(DOCUMENT SECTION begins)
This page describes a typical trait data life cycle and was initially written during by sDiv working group sDevTrait participants during a 5 day virtual meeting hosted by the German Centre for Integrative Biodiversity Research (iDiv) in period 2020-10-26 to 2020-10-30 .
This page is very much a work in progress and contributions are welcome. Please use the edit or feedback buttons to suggest edit or share thoughts.
This trait data life cycle may show some differences with respect to the more general ‘data life cycle’ (see below) often referred to in data management contexts.
From the point of view of a researcher, the life cycle commonly consist of the following phases:
a. formulate research question,
c. copy/version gathered datasets and terms,
e. select/filter data of interest, explore data/fix bugs,
f. create a new dataset (along with source data) for re-use,
g. analyze data,
h. write paper using the data publication,
i. peer-review research and associated data,
j. research paper is published,
k. publish dataset in data journal,
l. register dataset in OTN
Steps (a), (g), (h) are purely research steps. Steps (b)-(l) cover the data cycle. They are (ideally) mutually beneficial processes: the research re-using as much as existing data as possible, uncover data quality issues, and help contribute new data when needed.
In the Open Trait Network, many tools already exist to help facilitate the phases of trait-based research.
Below, you can find detailed descriptions of the trait data lifecycles. Also, you’ll find descriptions of related tools and datasets that already exist.
Figure from: https://above.nasa.gov/implementation_plan/data_cycle.html
[name=Caterina Penone]At some point we should probably define what we mean by trait data. Is it only trait values + metadata or also ontologies, taxonomies, vocabularies..From the content of the page I don’t think it’s super clear
general description of research question rather than a list of questions (done to death) Josh M to flesh out.
(DOCUMENT SECTION ends)
(INPUT DATA begins)
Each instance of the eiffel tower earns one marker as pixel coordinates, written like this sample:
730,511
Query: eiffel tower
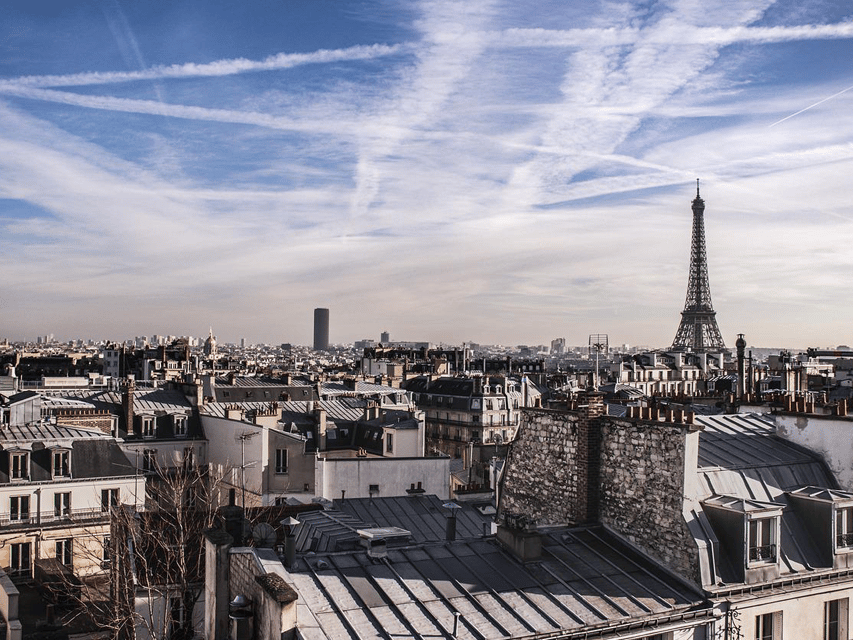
698,331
(INPUT DATA ends)
**WORK ORDER 1:**
List the phases of the trait data life cycle page that it calls purely research steps, giving each with its letter and wording.
**WORK ORDER 2:**
Write the next part of the trait data life cycle page, picking up after its final sentence.

**YOUR RESPONSE 1:**
a. formulate research question
g. analyze data
h. write paper using the data publication

**YOUR RESPONSE 2:**
What makes a good trait-based question?
- Trait-based questions are merely an extension of taxonomic-based questions in ecology and evolution. These questions label taxa by something more quantitative and biologically meaningful than a name.
- These questions allow us explore why species in group A are different from species in group B from a mechanistic persepctive. That is, trait help determine what the different groups are actually doing, how they are doing it, how they affect other organisms and higher-level patterns and processes, right up to the ecosystem level.
Trait-based questions link organismal performance to environment.
- In essence, good trait-based question, much like macroecological/macroevolution, because they incorporate elements of biogeography, phylogeny, intraspecific variation, etc.
- To investigate the general classification and coordination of traits across taxonomic groups and ecological realms
- To predict performance (which otherwise would take collecting long-term data) based on a few visits to the field.
- To investigate questions relevant to environmental response, community interactions, invasion, and conservation…
- Link performance to environment
- Allow mechanistic links between organism and processes
- Trait-based questions should consider two or more dimensions: many species, many traits, evolution time, large space / biogeography. In this way they tend to be macroecological
- Trait datasets can span different ideas with the same data
- Revisit your dataset with new hypotheses
- Comparable across domains - same question applied to many taxa (“on top of taxa”) Example of research questions include: [We could list here 100 interesting questions in trait research]
- Relationships of traits with geography, climate, vegetation, …
- Relationships of traits with phylogeny
- Relationships of traits to processes (carbon aquisition, nutrient cycling, water use)
- Traits as ecological indicators for ecosystem services
- Role of traits for nature’s contribution to people
- Role of traits in determining use by humans
- Traits and conservation, e.g. traits of species at risk
- Trait and restauration ecology
- Traits and global change (climate, land-use,..)
- Traits of invasive species
- Effects of past (climate, isolation..) on traits
- Community-weighted trait values (means, variances, skewness)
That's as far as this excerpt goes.